**TASK GOAL**
Add 22 to every coordinate in the answers, starting at the beginning of the listing and going on through the line with "x=428 y=206", and write those lines out again with the requests included. Leave the pictures out of your answer.

Object position labeling entries:
++++++
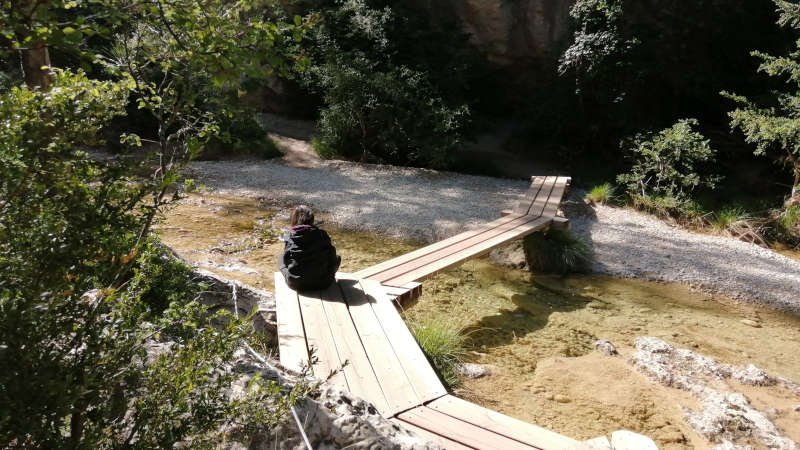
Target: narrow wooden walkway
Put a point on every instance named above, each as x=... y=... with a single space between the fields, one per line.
x=352 y=335
x=534 y=212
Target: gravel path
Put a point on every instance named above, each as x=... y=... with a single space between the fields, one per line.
x=428 y=205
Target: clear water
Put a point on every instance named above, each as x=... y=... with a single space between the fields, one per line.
x=535 y=333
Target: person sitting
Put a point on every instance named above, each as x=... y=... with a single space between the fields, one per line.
x=309 y=260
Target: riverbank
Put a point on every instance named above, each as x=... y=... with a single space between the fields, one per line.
x=428 y=205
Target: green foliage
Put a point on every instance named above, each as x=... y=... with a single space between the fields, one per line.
x=790 y=220
x=775 y=130
x=376 y=109
x=602 y=194
x=556 y=251
x=53 y=195
x=101 y=341
x=726 y=218
x=666 y=163
x=636 y=65
x=242 y=135
x=598 y=42
x=443 y=345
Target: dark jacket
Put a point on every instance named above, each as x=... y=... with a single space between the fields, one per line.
x=309 y=260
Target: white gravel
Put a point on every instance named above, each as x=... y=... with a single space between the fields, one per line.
x=428 y=206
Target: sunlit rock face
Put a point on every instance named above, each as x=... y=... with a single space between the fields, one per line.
x=510 y=32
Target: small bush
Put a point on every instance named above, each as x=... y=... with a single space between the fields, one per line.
x=557 y=251
x=241 y=135
x=601 y=194
x=666 y=163
x=322 y=148
x=727 y=218
x=444 y=346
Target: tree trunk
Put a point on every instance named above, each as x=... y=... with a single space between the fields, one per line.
x=36 y=66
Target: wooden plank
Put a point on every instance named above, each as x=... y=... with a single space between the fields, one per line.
x=555 y=197
x=415 y=365
x=397 y=389
x=434 y=438
x=426 y=267
x=538 y=205
x=463 y=432
x=361 y=379
x=372 y=270
x=292 y=346
x=559 y=223
x=499 y=423
x=393 y=272
x=524 y=204
x=320 y=340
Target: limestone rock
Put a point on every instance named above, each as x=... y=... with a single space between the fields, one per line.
x=605 y=347
x=471 y=370
x=510 y=32
x=225 y=293
x=598 y=443
x=730 y=416
x=724 y=416
x=728 y=445
x=511 y=255
x=753 y=376
x=338 y=420
x=628 y=440
x=751 y=323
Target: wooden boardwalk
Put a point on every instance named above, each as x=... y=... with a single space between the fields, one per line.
x=352 y=334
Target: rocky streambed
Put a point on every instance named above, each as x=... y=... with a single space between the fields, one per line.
x=539 y=349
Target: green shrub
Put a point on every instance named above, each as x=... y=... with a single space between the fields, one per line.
x=556 y=251
x=103 y=345
x=444 y=346
x=728 y=217
x=376 y=109
x=666 y=163
x=684 y=210
x=601 y=194
x=322 y=148
x=241 y=135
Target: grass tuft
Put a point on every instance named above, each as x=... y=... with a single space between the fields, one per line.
x=322 y=148
x=557 y=251
x=443 y=344
x=600 y=194
x=727 y=218
x=790 y=218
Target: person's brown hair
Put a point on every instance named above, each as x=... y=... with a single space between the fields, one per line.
x=302 y=215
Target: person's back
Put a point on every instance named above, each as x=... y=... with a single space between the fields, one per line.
x=309 y=259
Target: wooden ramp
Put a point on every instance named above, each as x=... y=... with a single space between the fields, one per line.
x=353 y=325
x=352 y=335
x=534 y=212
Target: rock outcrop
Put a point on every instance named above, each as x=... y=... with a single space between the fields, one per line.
x=510 y=32
x=726 y=417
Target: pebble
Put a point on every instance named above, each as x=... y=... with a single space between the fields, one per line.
x=751 y=323
x=562 y=398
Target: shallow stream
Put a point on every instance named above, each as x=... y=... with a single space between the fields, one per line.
x=535 y=334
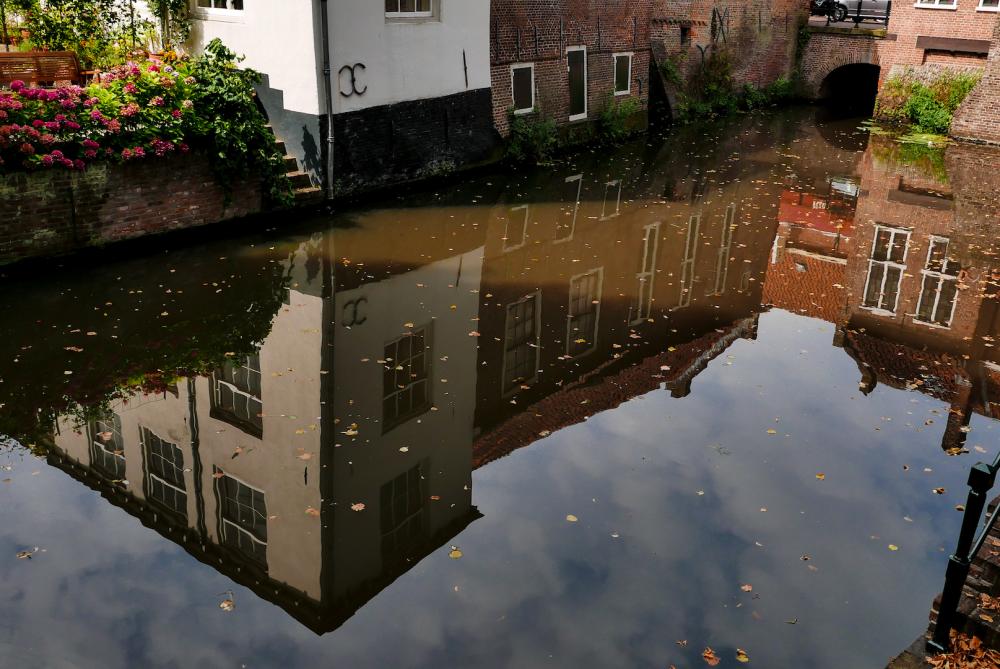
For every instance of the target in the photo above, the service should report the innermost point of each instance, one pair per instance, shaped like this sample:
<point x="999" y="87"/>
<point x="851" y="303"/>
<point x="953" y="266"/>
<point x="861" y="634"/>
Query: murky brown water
<point x="680" y="395"/>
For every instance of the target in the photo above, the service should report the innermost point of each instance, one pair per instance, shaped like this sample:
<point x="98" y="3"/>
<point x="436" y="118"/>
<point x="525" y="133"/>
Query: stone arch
<point x="826" y="53"/>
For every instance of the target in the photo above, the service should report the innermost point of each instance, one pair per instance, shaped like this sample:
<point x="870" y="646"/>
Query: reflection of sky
<point x="535" y="590"/>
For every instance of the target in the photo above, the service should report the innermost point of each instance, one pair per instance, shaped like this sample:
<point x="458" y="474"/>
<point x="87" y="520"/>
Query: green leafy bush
<point x="928" y="106"/>
<point x="613" y="122"/>
<point x="532" y="139"/>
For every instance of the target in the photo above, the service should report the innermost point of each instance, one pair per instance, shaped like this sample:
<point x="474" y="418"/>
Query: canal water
<point x="716" y="390"/>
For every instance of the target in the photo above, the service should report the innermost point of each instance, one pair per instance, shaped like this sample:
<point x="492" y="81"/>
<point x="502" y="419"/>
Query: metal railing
<point x="982" y="478"/>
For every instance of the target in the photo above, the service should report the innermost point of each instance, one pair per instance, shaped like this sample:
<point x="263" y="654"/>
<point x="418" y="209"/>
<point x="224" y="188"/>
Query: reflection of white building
<point x="250" y="468"/>
<point x="404" y="83"/>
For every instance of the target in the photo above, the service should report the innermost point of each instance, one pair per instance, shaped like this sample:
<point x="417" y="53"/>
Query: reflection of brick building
<point x="921" y="310"/>
<point x="567" y="59"/>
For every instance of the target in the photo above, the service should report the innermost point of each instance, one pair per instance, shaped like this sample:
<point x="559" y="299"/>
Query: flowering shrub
<point x="145" y="111"/>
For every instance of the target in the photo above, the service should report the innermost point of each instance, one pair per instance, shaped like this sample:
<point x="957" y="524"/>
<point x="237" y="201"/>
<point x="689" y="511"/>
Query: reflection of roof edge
<point x="318" y="618"/>
<point x="525" y="428"/>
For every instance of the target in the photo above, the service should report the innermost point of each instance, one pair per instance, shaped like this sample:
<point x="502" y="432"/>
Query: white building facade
<point x="405" y="84"/>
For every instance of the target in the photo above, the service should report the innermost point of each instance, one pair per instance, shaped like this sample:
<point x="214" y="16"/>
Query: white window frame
<point x="536" y="346"/>
<point x="524" y="228"/>
<point x="646" y="278"/>
<point x="608" y="188"/>
<point x="570" y="338"/>
<point x="725" y="248"/>
<point x="523" y="110"/>
<point x="901" y="266"/>
<point x="940" y="277"/>
<point x="687" y="263"/>
<point x="586" y="83"/>
<point x="578" y="178"/>
<point x="614" y="69"/>
<point x="936" y="4"/>
<point x="413" y="15"/>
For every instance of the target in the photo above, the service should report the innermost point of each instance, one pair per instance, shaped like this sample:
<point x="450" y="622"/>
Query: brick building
<point x="759" y="34"/>
<point x="941" y="32"/>
<point x="567" y="59"/>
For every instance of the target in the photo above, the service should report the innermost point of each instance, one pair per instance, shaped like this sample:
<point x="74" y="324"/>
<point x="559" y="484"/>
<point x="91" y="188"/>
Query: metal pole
<point x="981" y="479"/>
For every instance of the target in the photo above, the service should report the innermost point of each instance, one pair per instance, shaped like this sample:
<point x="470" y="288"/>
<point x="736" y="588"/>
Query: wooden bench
<point x="41" y="68"/>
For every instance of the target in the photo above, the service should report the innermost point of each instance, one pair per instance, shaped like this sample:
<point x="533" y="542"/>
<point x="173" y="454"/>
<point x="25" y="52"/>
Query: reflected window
<point x="405" y="386"/>
<point x="643" y="306"/>
<point x="243" y="515"/>
<point x="725" y="248"/>
<point x="566" y="225"/>
<point x="612" y="194"/>
<point x="687" y="263"/>
<point x="401" y="502"/>
<point x="584" y="312"/>
<point x="885" y="269"/>
<point x="515" y="233"/>
<point x="164" y="472"/>
<point x="520" y="360"/>
<point x="939" y="288"/>
<point x="236" y="396"/>
<point x="107" y="448"/>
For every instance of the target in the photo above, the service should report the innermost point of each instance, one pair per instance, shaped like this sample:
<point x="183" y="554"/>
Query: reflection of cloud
<point x="534" y="590"/>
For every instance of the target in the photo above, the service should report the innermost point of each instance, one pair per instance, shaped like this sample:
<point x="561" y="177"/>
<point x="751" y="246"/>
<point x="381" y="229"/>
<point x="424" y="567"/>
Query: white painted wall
<point x="279" y="38"/>
<point x="408" y="59"/>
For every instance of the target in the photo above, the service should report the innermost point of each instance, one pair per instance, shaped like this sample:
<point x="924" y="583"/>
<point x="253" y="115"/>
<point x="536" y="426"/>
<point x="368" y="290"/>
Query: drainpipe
<point x="328" y="90"/>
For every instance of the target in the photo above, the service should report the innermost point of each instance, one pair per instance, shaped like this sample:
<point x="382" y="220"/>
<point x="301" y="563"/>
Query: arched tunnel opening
<point x="850" y="90"/>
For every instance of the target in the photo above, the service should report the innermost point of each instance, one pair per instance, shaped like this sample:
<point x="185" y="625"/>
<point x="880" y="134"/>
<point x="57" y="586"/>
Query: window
<point x="939" y="290"/>
<point x="243" y="511"/>
<point x="687" y="264"/>
<point x="164" y="473"/>
<point x="566" y="225"/>
<point x="408" y="8"/>
<point x="236" y="396"/>
<point x="405" y="388"/>
<point x="232" y="5"/>
<point x="522" y="82"/>
<point x="401" y="503"/>
<point x="515" y="233"/>
<point x="584" y="312"/>
<point x="647" y="273"/>
<point x="623" y="73"/>
<point x="520" y="360"/>
<point x="613" y="189"/>
<point x="725" y="247"/>
<point x="107" y="448"/>
<point x="885" y="269"/>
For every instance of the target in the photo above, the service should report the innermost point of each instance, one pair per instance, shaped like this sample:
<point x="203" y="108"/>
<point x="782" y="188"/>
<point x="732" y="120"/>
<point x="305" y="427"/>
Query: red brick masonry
<point x="48" y="213"/>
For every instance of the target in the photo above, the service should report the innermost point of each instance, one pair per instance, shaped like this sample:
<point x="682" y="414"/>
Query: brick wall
<point x="54" y="212"/>
<point x="539" y="32"/>
<point x="909" y="22"/>
<point x="977" y="118"/>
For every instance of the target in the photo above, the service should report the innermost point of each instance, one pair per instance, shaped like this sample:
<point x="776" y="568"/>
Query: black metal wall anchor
<point x="982" y="478"/>
<point x="353" y="69"/>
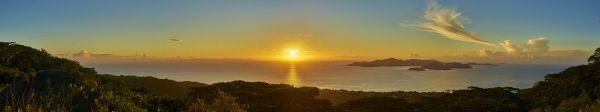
++++++
**EXERCISE ANSWER**
Target: narrow wooden walkway
Put a point on every instance named above, each as x=... y=... with a single space between the fields, one per line.
x=374 y=357
x=556 y=234
Target: gravel path
Put a point on every instance named above, each as x=... y=... with a single space between the fields, one per line.
x=450 y=227
Target: clear water
Put a point on every instance named above, each as x=... y=... with a single space between the fields, one per line.
x=557 y=355
Target: person sitting
Put a point on every instance named above, each as x=... y=... with a single space between the fields, one per line.
x=331 y=282
Target: riverbank
Put a point on every instance named above, each as x=... y=... with a single space between the fields, one per line.
x=450 y=227
Target: green foliage
Put a point on every instance named above, each as x=... y=... with a single space between the fields, one per line.
x=812 y=242
x=797 y=152
x=398 y=131
x=624 y=216
x=578 y=273
x=75 y=217
x=123 y=363
x=748 y=240
x=688 y=185
x=658 y=87
x=264 y=157
x=620 y=64
x=465 y=367
Target: dark jacket
Put a point on every instance named above, each as x=... y=... with a single space between the fields, one per line.
x=331 y=282
Target: white gravel
Put a point on every instance named above, each as x=... y=... with a single space between the fields, one per line.
x=450 y=228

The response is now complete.